▶ **Questions on the material**
[A] In the case commentary, what did the Court of Appeal regret doing?
[B] Return the passage of the case commentary between "The Employment Appeal" and "with the disability.", inclusive.
[C] Recast the case commentary paragraph that begins "The employee claimed that various reasonable adjustments" as a short list.

▶ **Exercise passage**
--- START ---
In those circumstances (ie. those of the Aylott case) there was no error of law in the tribunal’s exclusion from the characteristics of the hypothetical comparator of particular behavioural results caused by the claimant’s disability.
The Employment Appeal Tribunal (bailii.org) commented that the result in Aitken was in line with the House of Lords decision in the Malcolm case. The latter had treated imprudent decision-making (a decision to sub-let in breach of tenancy terms) as not being the disability, even assuming the decision was causally connected with the disability.
Perceived disability
The employee argued that there was direct discrimination on grounds of him being perceived to have a dangerous mental illness. He said such discrimination on grounds of ‘perceived’ rather than actual disability was unlawful in the light of the European Court’s decision the Coleman. (For more on this argument see Perceived disability).
The Court of Appeal said the submission had no factual foundation in this case. It was unnecessary to attempt an answer to such questions as to whether a person has to have an actual disability in order to succeed in a claim for disability discrimination, whether direct or disability-related and whether less favourable treatment on the ground of a wrongly perceived or imagined disability is unlawful discrimination contrary to the DDA. On the facts found by the ET, this was not a case like Aylott where the employer acted on the basis of stereotypical assumptions about mental disability. The ET in the present case found that the employer acted on the basis of how the claimant appeared to others. That finding of fact was fatal to the contention that this is a case in which the claimant was treated less favourably in circumstances in which it was mistakenly believed as a result of his behaviour that he was suffering from a disability.
Reasonable adjustments
The employee claimed that various reasonable adjustments should have been made: for example that the employer should have established whether he was a risk so as to ensure staff acted on the basis of knowledge rather than ignorance, assumptions or fear; to remove requirements for him to be accompanied in all circumstances and not to work with women.
The Court of Appeal was satisfied that no question of law arose from the ET’s decision that there was no obligation to make these adjustments. It was important to bear in mind the ET’s finding of fact that the claimant’s behaviour appeared to be frightening, and that the question of what would be a reasonable adjustment is a matter of fact and degree.
My comment
Generally
The Court of Appeal regretted giving leave to appeal. It basically considered that on the arguments made to, and facts found by, the Employment Tribunal, the interesting legal questions argued before the Court of Appeal did not arise for decision in this particular case. So the Court did not consider them.
Stripping out a “necessary facet” of the disability
The Court of Appeal evidently considered there was an interesting question as to whether this should be done, but refused to consider the point in this case. For discussion of this with regard to stammering, see Direct discrimination: What is ‘because of’ stammering?
Perceptions of others
The Court of Appeal refused to consider in this case whether perceived (rather than just actual) disability is covered by the DDA. For perceived disability and possible relevance for stammering, see Perceived Disability.
That is a relatively narrow point though, mainly whether there can be discrimination when a person does not actually have a disability but is perceived to have one. The case raises wider issues of how far perceptions of colleagues and customers are relevant in justifying less favourable treatment of disabled people. For example, it seems surprising to me that it was accepted with so little debate that the treatment of the claimant due to his effect on the feelings of others (he said their fears were groundless) was so readily accepted as not due to his disability, and so was not direct discrimination. One cannot imagine a court reaching such a conclusion in a race discrimination case. The courts seem to have further to go in drawing the boundaries here. See further Direct discrimination: What is ‘because of’ stammering?
--- END ---
▶ **Given records**
--- START ---
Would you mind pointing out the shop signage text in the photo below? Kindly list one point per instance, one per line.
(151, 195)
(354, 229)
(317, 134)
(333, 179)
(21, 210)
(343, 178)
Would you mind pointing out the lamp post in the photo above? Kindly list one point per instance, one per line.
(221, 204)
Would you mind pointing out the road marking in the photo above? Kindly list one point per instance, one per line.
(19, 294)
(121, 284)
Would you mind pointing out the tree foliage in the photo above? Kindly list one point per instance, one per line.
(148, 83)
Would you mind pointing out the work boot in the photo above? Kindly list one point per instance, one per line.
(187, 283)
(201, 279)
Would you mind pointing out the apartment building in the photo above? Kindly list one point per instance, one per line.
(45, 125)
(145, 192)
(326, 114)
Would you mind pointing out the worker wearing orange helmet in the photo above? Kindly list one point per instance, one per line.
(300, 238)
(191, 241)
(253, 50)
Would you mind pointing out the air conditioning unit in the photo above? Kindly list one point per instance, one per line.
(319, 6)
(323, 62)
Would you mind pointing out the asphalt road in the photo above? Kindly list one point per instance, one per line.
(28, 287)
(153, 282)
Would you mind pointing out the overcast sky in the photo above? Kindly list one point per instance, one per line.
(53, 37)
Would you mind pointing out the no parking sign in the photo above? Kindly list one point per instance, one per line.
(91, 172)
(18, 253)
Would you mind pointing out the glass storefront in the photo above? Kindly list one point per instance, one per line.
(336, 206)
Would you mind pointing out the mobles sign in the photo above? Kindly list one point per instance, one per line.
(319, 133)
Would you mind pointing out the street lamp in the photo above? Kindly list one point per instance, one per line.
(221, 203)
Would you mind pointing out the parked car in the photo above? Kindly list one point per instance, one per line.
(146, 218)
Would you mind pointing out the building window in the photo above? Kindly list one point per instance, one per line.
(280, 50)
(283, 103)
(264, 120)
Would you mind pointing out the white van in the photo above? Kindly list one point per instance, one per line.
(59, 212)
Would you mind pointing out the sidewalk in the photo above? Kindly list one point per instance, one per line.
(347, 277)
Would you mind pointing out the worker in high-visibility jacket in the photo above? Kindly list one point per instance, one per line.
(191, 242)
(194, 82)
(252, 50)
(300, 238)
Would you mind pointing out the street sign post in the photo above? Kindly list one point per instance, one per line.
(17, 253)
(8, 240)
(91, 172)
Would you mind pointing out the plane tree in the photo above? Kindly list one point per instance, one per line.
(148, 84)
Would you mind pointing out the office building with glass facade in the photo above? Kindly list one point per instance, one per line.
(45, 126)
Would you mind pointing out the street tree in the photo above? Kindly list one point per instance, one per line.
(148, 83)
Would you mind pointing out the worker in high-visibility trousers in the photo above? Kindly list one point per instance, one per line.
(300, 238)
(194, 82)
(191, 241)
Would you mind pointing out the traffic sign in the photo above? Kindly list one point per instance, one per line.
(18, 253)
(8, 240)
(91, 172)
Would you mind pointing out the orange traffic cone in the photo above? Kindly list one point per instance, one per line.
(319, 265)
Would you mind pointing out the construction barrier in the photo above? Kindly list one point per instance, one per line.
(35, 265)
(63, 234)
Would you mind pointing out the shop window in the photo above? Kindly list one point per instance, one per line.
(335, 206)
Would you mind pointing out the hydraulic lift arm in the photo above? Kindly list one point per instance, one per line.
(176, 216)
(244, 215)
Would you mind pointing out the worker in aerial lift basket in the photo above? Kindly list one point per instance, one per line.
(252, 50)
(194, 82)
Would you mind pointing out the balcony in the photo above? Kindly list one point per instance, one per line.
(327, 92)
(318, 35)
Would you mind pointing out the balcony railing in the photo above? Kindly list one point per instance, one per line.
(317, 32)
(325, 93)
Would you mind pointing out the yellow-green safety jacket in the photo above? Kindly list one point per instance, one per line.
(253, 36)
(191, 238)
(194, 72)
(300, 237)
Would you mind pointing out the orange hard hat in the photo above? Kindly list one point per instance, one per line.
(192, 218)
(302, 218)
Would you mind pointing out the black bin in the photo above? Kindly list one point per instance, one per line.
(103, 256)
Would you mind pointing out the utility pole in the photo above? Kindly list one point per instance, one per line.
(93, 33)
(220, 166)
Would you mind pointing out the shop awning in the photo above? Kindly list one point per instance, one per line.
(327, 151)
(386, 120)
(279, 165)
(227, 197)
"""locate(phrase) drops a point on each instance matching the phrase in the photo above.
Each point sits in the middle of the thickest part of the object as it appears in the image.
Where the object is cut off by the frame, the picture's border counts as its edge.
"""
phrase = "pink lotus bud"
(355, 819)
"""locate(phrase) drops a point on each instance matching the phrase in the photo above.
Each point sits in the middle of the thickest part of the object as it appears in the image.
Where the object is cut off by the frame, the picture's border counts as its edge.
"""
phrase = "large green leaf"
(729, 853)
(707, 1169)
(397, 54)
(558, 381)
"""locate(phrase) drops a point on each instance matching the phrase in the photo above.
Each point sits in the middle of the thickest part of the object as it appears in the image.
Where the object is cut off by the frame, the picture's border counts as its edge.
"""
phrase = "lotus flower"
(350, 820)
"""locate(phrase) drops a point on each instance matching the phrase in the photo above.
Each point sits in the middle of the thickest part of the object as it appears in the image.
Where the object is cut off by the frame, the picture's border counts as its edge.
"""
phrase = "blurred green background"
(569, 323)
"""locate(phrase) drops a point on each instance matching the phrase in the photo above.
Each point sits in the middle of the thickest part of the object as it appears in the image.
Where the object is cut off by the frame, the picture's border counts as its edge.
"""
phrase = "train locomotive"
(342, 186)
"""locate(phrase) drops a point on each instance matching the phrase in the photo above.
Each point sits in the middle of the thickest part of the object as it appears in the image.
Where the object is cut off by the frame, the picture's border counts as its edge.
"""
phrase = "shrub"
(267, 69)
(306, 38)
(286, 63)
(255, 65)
--- END ---
▶ **Responses by task**
[A] It regretted giving leave to appeal.

[B]
The Employment Appeal Tribunal (bailii.org) commented that the result in Aitken was in line with the House of Lords decision in the Malcolm case. The latter had treated imprudent decision-making (a decision to sub-let in breach of tenancy terms) as not being the disability, even assuming the decision was causally connected with the disability.

[C]
Reasonable adjustments the employee claimed should have been made:
- The employer should have established whether he was a risk, so that staff acted on knowledge rather than on ignorance, assumptions or fear.
- The requirement for him to be accompanied in all circumstances should have been removed.
- The requirement for him not to work with women should have been removed.